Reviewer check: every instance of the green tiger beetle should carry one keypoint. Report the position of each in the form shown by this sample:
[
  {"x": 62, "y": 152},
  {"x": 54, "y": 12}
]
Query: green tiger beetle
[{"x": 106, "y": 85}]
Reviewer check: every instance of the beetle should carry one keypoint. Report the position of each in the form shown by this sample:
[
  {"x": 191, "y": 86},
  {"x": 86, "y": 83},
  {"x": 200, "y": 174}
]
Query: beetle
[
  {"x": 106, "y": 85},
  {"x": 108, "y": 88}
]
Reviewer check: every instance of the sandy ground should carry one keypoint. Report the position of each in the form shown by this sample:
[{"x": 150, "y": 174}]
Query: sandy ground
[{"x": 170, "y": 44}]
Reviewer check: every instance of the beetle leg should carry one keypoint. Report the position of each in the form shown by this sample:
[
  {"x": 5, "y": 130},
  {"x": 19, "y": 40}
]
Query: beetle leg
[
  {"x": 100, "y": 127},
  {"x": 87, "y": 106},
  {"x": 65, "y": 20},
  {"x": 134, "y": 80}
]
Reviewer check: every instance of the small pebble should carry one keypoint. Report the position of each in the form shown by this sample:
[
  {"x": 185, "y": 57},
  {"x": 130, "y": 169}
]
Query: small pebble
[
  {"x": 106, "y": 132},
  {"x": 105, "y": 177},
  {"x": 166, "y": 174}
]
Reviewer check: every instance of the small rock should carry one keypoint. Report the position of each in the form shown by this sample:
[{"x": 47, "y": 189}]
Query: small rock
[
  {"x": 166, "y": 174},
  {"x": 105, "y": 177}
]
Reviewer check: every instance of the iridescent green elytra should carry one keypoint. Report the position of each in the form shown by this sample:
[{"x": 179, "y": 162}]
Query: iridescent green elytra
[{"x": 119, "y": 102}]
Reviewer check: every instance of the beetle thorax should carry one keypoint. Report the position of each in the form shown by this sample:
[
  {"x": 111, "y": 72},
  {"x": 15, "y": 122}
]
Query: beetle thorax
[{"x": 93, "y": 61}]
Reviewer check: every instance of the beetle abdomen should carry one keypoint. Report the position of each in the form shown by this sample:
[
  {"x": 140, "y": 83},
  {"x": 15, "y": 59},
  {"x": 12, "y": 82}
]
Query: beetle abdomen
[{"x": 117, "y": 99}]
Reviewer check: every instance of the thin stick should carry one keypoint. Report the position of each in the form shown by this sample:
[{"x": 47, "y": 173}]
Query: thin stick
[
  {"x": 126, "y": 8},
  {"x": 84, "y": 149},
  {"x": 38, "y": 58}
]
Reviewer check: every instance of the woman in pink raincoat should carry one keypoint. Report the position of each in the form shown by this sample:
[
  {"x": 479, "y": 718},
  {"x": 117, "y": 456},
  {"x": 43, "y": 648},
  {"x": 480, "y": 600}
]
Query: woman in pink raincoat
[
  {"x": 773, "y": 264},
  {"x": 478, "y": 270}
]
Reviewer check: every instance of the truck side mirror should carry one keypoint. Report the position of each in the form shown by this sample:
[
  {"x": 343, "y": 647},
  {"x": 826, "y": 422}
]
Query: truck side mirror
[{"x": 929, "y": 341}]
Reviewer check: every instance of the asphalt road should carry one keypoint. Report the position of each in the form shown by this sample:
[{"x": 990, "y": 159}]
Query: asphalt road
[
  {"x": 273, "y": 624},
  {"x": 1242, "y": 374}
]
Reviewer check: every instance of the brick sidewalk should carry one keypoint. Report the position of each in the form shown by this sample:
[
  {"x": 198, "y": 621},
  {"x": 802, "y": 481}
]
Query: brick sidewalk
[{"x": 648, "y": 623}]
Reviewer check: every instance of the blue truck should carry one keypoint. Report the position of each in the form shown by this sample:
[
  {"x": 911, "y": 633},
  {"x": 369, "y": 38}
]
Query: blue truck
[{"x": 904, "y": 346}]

-=-=-=-=-

Each record above must be given again exactly.

Reviewer check: every instance of the green tiger beetle should carry one keypoint. Report the position of each in the form shown by this sample:
[
  {"x": 62, "y": 152},
  {"x": 54, "y": 12}
]
Query: green tiger beetle
[{"x": 106, "y": 85}]
Reviewer check: every instance of the beetle should carry one keypoint. Report the position of each in the form shown by this sample:
[
  {"x": 191, "y": 86},
  {"x": 86, "y": 83},
  {"x": 200, "y": 174}
]
Query: beetle
[
  {"x": 106, "y": 85},
  {"x": 108, "y": 88}
]
Reviewer check: every instance of the sandy ground should carry one keypoint. Report the position of each in the form shown by this sample:
[{"x": 150, "y": 174}]
Query: sandy ground
[{"x": 170, "y": 44}]
Reviewer check: every instance of the beetle leg should carry one keypoint. Report the position of each in the form shown by this sample:
[
  {"x": 5, "y": 130},
  {"x": 19, "y": 40}
]
Query: beetle leg
[
  {"x": 100, "y": 127},
  {"x": 87, "y": 106},
  {"x": 65, "y": 20},
  {"x": 134, "y": 80}
]
Reviewer check: every instance of the small pebble should carry one keypoint. Report the position of each in the form shown by this sample:
[
  {"x": 185, "y": 57},
  {"x": 130, "y": 169}
]
Query: small pebble
[
  {"x": 106, "y": 132},
  {"x": 105, "y": 177},
  {"x": 166, "y": 174}
]
Reviewer check: every instance of the small rock should carry one keypoint. Report the position of each in the form shown by this sample:
[{"x": 47, "y": 189}]
Query: small rock
[
  {"x": 166, "y": 174},
  {"x": 105, "y": 177}
]
Reviewer check: every instance of the iridescent green elytra should carry one keypoint. Report the position of each in the form shown by this sample:
[{"x": 179, "y": 162}]
Query: iridescent green elytra
[{"x": 119, "y": 102}]
Reviewer check: every instance of the beetle thorax should carry one keypoint. Report the position of each in the form shown by this sample:
[
  {"x": 111, "y": 72},
  {"x": 15, "y": 122}
]
Query: beetle thorax
[{"x": 93, "y": 61}]
Reviewer check: every instance of the beetle abdomen should carry one keypoint. Report the position of each in the form shown by this sample:
[
  {"x": 140, "y": 83},
  {"x": 15, "y": 59},
  {"x": 12, "y": 82}
]
Query: beetle abdomen
[{"x": 117, "y": 99}]
Reviewer check: every instance of the thin stick should carry one keypoint. Report the position of each in the form shown by this sample:
[{"x": 47, "y": 173}]
Query: thin stick
[
  {"x": 126, "y": 8},
  {"x": 84, "y": 149},
  {"x": 38, "y": 58}
]
Reviewer check: every instance of the woman in pink raincoat should carry one keypoint. Report the position of each in the form shown by this sample:
[
  {"x": 479, "y": 718},
  {"x": 117, "y": 456},
  {"x": 43, "y": 648},
  {"x": 480, "y": 600}
]
Query: woman in pink raincoat
[
  {"x": 773, "y": 264},
  {"x": 478, "y": 270}
]
Reviewer check: every instance of the truck side mirror should carry one keypoint. Report the position of each in the form shown by this sample:
[
  {"x": 343, "y": 647},
  {"x": 826, "y": 422}
]
Query: truck side mirror
[{"x": 929, "y": 341}]
Reviewer check: every instance of the asphalt road should carry one keypoint. Report the position of each in the form shown by this sample:
[{"x": 990, "y": 159}]
Query: asphalt road
[
  {"x": 273, "y": 624},
  {"x": 1242, "y": 374}
]
Reviewer check: every instance of the brick sidewalk should carry one keypoint. Report the position of each in the form shown by this sample:
[
  {"x": 198, "y": 621},
  {"x": 802, "y": 481}
]
Query: brick sidewalk
[{"x": 648, "y": 623}]
Reviewer check: every instance of the blue truck should carry one keypoint. Report the position of each in the form shown by this sample:
[
  {"x": 911, "y": 633},
  {"x": 369, "y": 38}
]
Query: blue truck
[{"x": 904, "y": 346}]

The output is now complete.